╭──
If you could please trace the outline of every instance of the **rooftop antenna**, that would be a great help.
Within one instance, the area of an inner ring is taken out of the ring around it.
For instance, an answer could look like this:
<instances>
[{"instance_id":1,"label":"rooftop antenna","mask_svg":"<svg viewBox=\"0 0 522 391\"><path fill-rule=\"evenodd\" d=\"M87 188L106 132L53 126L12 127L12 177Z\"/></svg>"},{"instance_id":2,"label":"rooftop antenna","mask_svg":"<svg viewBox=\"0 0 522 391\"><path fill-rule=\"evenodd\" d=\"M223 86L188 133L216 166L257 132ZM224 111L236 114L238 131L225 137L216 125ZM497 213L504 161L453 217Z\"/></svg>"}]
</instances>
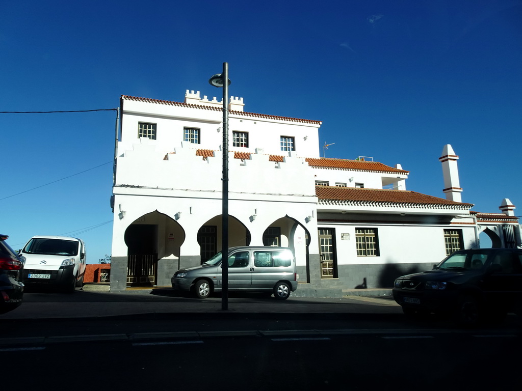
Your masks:
<instances>
[{"instance_id":1,"label":"rooftop antenna","mask_svg":"<svg viewBox=\"0 0 522 391\"><path fill-rule=\"evenodd\" d=\"M335 142L333 142L333 143L332 143L331 144L327 144L327 143L326 143L326 141L325 141L325 144L324 144L324 145L323 145L323 157L325 157L325 149L328 149L328 147L329 147L329 146L330 145L334 145L334 144L335 144Z\"/></svg>"}]
</instances>

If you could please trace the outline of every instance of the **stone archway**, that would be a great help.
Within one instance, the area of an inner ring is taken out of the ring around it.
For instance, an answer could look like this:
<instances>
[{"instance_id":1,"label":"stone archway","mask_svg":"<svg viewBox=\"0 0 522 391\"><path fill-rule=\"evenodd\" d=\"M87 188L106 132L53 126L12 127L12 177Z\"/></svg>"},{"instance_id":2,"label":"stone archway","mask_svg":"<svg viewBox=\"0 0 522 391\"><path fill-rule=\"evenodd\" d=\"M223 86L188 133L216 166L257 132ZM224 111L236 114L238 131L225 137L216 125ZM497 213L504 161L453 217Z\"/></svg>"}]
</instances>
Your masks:
<instances>
[{"instance_id":1,"label":"stone archway","mask_svg":"<svg viewBox=\"0 0 522 391\"><path fill-rule=\"evenodd\" d=\"M483 236L484 234L491 240L492 248L500 248L502 247L502 241L495 231L487 227L485 229L480 233L481 236ZM481 242L481 245L482 245L482 242Z\"/></svg>"},{"instance_id":2,"label":"stone archway","mask_svg":"<svg viewBox=\"0 0 522 391\"><path fill-rule=\"evenodd\" d=\"M197 241L200 247L201 263L221 250L222 241L221 215L207 220L198 230ZM233 216L229 215L229 247L248 246L250 231L246 226Z\"/></svg>"},{"instance_id":3,"label":"stone archway","mask_svg":"<svg viewBox=\"0 0 522 391\"><path fill-rule=\"evenodd\" d=\"M157 210L143 215L127 227L127 286L170 285L179 268L180 248L185 232L173 218Z\"/></svg>"},{"instance_id":4,"label":"stone archway","mask_svg":"<svg viewBox=\"0 0 522 391\"><path fill-rule=\"evenodd\" d=\"M310 262L309 247L312 236L307 228L287 215L270 224L263 234L264 246L289 247L293 251L298 274L306 276L310 282ZM304 279L304 278L303 278Z\"/></svg>"}]
</instances>

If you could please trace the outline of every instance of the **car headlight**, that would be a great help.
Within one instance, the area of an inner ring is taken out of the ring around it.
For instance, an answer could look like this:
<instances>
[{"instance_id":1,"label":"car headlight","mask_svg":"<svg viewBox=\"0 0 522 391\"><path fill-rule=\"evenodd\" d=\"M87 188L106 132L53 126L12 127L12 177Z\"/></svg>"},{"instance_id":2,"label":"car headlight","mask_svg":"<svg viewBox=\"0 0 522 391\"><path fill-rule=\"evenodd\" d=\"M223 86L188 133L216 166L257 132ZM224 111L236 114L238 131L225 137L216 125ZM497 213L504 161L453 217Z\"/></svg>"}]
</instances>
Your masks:
<instances>
[{"instance_id":1,"label":"car headlight","mask_svg":"<svg viewBox=\"0 0 522 391\"><path fill-rule=\"evenodd\" d=\"M69 265L74 265L76 263L76 261L74 258L68 258L67 259L64 259L62 261L62 266L69 266Z\"/></svg>"},{"instance_id":2,"label":"car headlight","mask_svg":"<svg viewBox=\"0 0 522 391\"><path fill-rule=\"evenodd\" d=\"M426 289L442 290L446 289L447 285L447 283L441 283L438 281L427 281L426 282Z\"/></svg>"}]
</instances>

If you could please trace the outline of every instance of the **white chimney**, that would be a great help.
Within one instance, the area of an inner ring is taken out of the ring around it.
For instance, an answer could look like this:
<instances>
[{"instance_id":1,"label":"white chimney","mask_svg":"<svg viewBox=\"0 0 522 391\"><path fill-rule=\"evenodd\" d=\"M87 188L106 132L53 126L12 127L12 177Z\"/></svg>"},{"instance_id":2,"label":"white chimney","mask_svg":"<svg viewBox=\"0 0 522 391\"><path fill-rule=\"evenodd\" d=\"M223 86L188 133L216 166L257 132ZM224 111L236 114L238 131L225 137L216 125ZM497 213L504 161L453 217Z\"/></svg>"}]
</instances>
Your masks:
╰──
> **To do**: Put every line of the rows above into a numbered list, skipping blank lines and leaving out the pictures.

> **Output of the exercise**:
1. If you could please trace the outline of every instance of the **rooftop antenna**, that would be a great help.
2. Within one instance, the area of an inner ring is taken out of the ring around it.
3. For instance, an answer could look like this:
4. <instances>
5. [{"instance_id":1,"label":"rooftop antenna","mask_svg":"<svg viewBox=\"0 0 522 391\"><path fill-rule=\"evenodd\" d=\"M87 188L106 132L53 126L12 127L12 177Z\"/></svg>"},{"instance_id":2,"label":"rooftop antenna","mask_svg":"<svg viewBox=\"0 0 522 391\"><path fill-rule=\"evenodd\" d=\"M223 86L188 133L216 166L257 132ZM224 111L236 114L238 131L225 137L216 125ZM497 213L504 161L453 217Z\"/></svg>"}]
6. </instances>
7. Your masks:
8. <instances>
9. [{"instance_id":1,"label":"rooftop antenna","mask_svg":"<svg viewBox=\"0 0 522 391\"><path fill-rule=\"evenodd\" d=\"M335 142L333 142L333 143L332 143L331 144L327 144L327 143L326 143L326 141L325 141L325 144L324 144L324 145L323 145L323 157L325 157L325 149L328 149L328 147L329 147L329 146L330 145L334 145L334 144L335 144Z\"/></svg>"}]
10. </instances>
11. If you could please trace the outline of every instance of the **stone archway**, that would be a great help.
12. Within one instance, the area of an inner ring is taken out of the ring around it.
13. For instance, an answer could look like this:
14. <instances>
15. [{"instance_id":1,"label":"stone archway","mask_svg":"<svg viewBox=\"0 0 522 391\"><path fill-rule=\"evenodd\" d=\"M87 188L106 132L53 126L12 127L12 177Z\"/></svg>"},{"instance_id":2,"label":"stone archway","mask_svg":"<svg viewBox=\"0 0 522 391\"><path fill-rule=\"evenodd\" d=\"M223 86L188 133L216 166L257 132ZM224 111L236 114L238 131L225 137L216 125ZM497 213L504 161L453 217Z\"/></svg>"}]
16. </instances>
17. Your masks:
18. <instances>
19. [{"instance_id":1,"label":"stone archway","mask_svg":"<svg viewBox=\"0 0 522 391\"><path fill-rule=\"evenodd\" d=\"M483 236L484 234L491 240L492 248L500 248L502 247L502 241L495 231L487 227L485 229L480 233L481 236ZM481 242L481 245L482 245L482 242Z\"/></svg>"},{"instance_id":2,"label":"stone archway","mask_svg":"<svg viewBox=\"0 0 522 391\"><path fill-rule=\"evenodd\" d=\"M197 241L200 247L201 263L221 250L222 241L221 215L207 220L198 230ZM233 216L229 215L229 247L248 246L250 231L246 226Z\"/></svg>"},{"instance_id":3,"label":"stone archway","mask_svg":"<svg viewBox=\"0 0 522 391\"><path fill-rule=\"evenodd\" d=\"M157 210L143 215L127 227L127 286L170 285L179 268L180 248L185 232L173 218Z\"/></svg>"},{"instance_id":4,"label":"stone archway","mask_svg":"<svg viewBox=\"0 0 522 391\"><path fill-rule=\"evenodd\" d=\"M310 262L309 247L312 236L307 228L287 215L270 224L263 234L264 246L289 247L293 251L298 274L306 276L310 282ZM304 279L304 278L303 278Z\"/></svg>"}]
20. </instances>
21. If you could please trace the outline of every instance of the **car headlight**, that would be a great help.
22. Within one instance, the area of an inner ring is taken out of the ring around it.
23. For instance, an answer could look like this:
24. <instances>
25. [{"instance_id":1,"label":"car headlight","mask_svg":"<svg viewBox=\"0 0 522 391\"><path fill-rule=\"evenodd\" d=\"M87 188L106 132L53 126L12 127L12 177Z\"/></svg>"},{"instance_id":2,"label":"car headlight","mask_svg":"<svg viewBox=\"0 0 522 391\"><path fill-rule=\"evenodd\" d=\"M223 86L188 133L216 166L257 132ZM224 111L236 114L238 131L225 137L216 125ZM497 213L504 161L453 217Z\"/></svg>"}]
26. </instances>
27. Your masks:
28. <instances>
29. [{"instance_id":1,"label":"car headlight","mask_svg":"<svg viewBox=\"0 0 522 391\"><path fill-rule=\"evenodd\" d=\"M69 265L74 265L76 263L76 261L74 258L68 258L67 259L64 259L62 261L62 266L69 266Z\"/></svg>"},{"instance_id":2,"label":"car headlight","mask_svg":"<svg viewBox=\"0 0 522 391\"><path fill-rule=\"evenodd\" d=\"M426 289L442 290L446 289L447 285L447 283L441 283L438 281L427 281L426 282Z\"/></svg>"}]
30. </instances>
31. If you could please trace the outline of every instance of the **white chimney**, that would be a great help.
32. Within one instance, the area of an inner ring is taken out of the ring around it.
33. For instance, an answer could look like this:
34. <instances>
35. [{"instance_id":1,"label":"white chimney","mask_svg":"<svg viewBox=\"0 0 522 391\"><path fill-rule=\"evenodd\" d=\"M87 188L106 132L53 126L12 127L12 177Z\"/></svg>"},{"instance_id":2,"label":"white chimney","mask_svg":"<svg viewBox=\"0 0 522 391\"><path fill-rule=\"evenodd\" d=\"M223 86L188 133L216 166L257 132ZM224 111L236 114L238 131L225 137L216 125ZM497 213L504 161L453 217Z\"/></svg>"}]
36. </instances>
37. Your masks:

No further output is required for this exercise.